::: Tekstfragment

Deze geraamde kosten bestaan uit : - de exploitatiekosten betrekking hebbend op goederen en diensten; - de exploitatiekosten betrekking hebbend op het personeel; - de exploitatiekosten betrekking hebbend op de afschrijvingen en provisies; - de prestaties van andere hoofdactiviteiten; - andere exploitatiekosten; - een billijke marge bestemd voor het vergoeden van te investeren of geïnvesteerd kapitaal in de nieuwe transportinfrastructuren via eigen fondsen en fondsen geleend bij derden; wanneer de nieuwe infrastructuur voortspruit uit de uitbreiding van een bestaande infrastructuur, kan het niveau van de billijke winstmarge verschillend zijn naargelang dat deze de geïnvesteerde kapitalen vergoedt in het bestaande deel en in de uitbreiding; - uitzonderlijke kosten; - belastingen, heffingen, toeslagen en bijdragen.

Art. 10.§ 1. De vervoersonderneming moet haar budget met meerjarentariefvoorstel indienen bij de Commissie. Het tariefvoorstel bevat de datum van inwerking treden van de tarieven en hun duur van toepassing.

::::::

Te maken opdrachten
1. Kun je uit het tekstfragment over de tarieven het stuk van "Deze geraamde kosten" tot en met "toeslagen en bijdragen." letterlijk overschrijven?
2. Kun je alleen de records van de regel met "target: trailer wheel" tot en met het einde van de records weergeven als CSV met twee kolommen, opdracht en antwoord? Maak per verzoek één rij met de tekst en het antwoord, elk in één veld tussen aanhalingstekens en met regeleinden vervangen door spaties.

::: Te gebruiken records

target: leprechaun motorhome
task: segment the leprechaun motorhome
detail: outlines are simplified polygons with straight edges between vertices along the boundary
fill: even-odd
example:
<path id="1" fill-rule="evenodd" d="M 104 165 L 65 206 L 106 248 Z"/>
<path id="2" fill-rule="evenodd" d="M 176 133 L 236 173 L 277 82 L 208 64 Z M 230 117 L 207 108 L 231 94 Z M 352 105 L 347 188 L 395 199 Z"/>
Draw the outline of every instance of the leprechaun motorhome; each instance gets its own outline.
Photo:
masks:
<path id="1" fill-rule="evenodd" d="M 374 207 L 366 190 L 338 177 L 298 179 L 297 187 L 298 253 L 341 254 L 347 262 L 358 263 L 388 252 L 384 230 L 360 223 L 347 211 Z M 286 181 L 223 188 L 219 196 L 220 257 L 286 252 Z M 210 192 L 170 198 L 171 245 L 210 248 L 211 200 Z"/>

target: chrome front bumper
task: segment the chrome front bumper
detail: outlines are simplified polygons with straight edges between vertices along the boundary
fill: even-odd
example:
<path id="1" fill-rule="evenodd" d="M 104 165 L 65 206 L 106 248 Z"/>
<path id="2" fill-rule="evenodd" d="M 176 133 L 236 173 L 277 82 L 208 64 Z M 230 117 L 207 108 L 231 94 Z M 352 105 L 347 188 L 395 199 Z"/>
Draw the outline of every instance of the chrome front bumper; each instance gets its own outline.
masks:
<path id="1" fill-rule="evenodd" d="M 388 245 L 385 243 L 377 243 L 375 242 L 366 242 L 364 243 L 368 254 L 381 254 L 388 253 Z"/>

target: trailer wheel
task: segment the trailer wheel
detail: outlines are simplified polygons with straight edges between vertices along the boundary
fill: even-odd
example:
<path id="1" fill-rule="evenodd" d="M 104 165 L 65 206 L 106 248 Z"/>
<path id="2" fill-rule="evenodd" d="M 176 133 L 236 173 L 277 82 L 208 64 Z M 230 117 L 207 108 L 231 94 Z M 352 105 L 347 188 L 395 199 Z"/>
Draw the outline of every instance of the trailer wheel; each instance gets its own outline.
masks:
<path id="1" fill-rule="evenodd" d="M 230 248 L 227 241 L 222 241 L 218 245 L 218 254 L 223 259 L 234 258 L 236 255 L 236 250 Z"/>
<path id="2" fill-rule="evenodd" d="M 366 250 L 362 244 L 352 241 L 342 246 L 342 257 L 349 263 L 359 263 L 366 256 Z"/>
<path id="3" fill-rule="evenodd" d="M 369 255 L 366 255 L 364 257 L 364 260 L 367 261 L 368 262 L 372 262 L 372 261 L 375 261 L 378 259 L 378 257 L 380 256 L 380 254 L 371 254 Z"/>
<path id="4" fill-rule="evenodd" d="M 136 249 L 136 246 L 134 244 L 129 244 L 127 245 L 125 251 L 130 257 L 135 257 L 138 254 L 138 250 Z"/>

::::::

Resultaten
1.
Deze geraamde kosten bestaan uit : - de exploitatiekosten betrekking hebbend op goederen en diensten; - de exploitatiekosten betrekking hebbend op het personeel; - de exploitatiekosten betrekking hebbend op de afschrijvingen en provisies; - de prestaties van andere hoofdactiviteiten; - andere exploitatiekosten; - een billijke marge bestemd voor het vergoeden van te investeren of geïnvesteerd kapitaal in de nieuwe transportinfrastructuren via eigen fondsen en fondsen geleend bij derden; wanneer de nieuwe infrastructuur voortspruit uit de uitbreiding van een bestaande infrastructuur, kan het niveau van de billijke winstmarge verschillend zijn naargelang dat deze de geïnvesteerde kapitalen vergoedt in het bestaande deel en in de uitbreiding; - uitzonderlijke kosten; - belastingen, heffingen, toeslagen en bijdragen.

2.
opdracht,antwoord
"target: trailer wheel task: segment the trailer wheel detail: outlines are simplified polygons with straight edges between vertices along the boundary fill: even-odd example: <path id=""1"" fill-rule=""evenodd"" d=""M 104 165 L 65 206 L 106 248 Z""/> <path id=""2"" fill-rule=""evenodd"" d=""M 176 133 L 236 173 L 277 82 L 208 64 Z M 230 117 L 207 108 L 231 94 Z M 352 105 L 347 188 L 395 199 Z""/> Draw the outline of every instance of the trailer wheel; each instance gets its own outline. masks:","<path id=""1"" fill-rule=""evenodd"" d=""M 230 248 L 227 241 L 222 241 L 218 245 L 218 254 L 223 259 L 234 258 L 236 255 L 236 250 Z""/> <path id=""2"" fill-rule=""evenodd"" d=""M 366 250 L 362 244 L 352 241 L 342 246 L 342 257 L 349 263 L 359 263 L 366 256 Z""/> <path id=""3"" fill-rule=""evenodd"" d=""M 369 255 L 366 255 L 364 257 L 364 260 L 367 261 L 368 262 L 372 262 L 372 261 L 375 261 L 378 259 L 378 257 L 380 256 L 380 254 L 371 254 Z""/> <path id=""4"" fill-rule=""evenodd"" d=""M 136 249 L 136 246 L 134 244 L 129 244 L 127 245 L 125 251 L 130 257 L 135 257 L 138 254 L 138 250 Z""/>"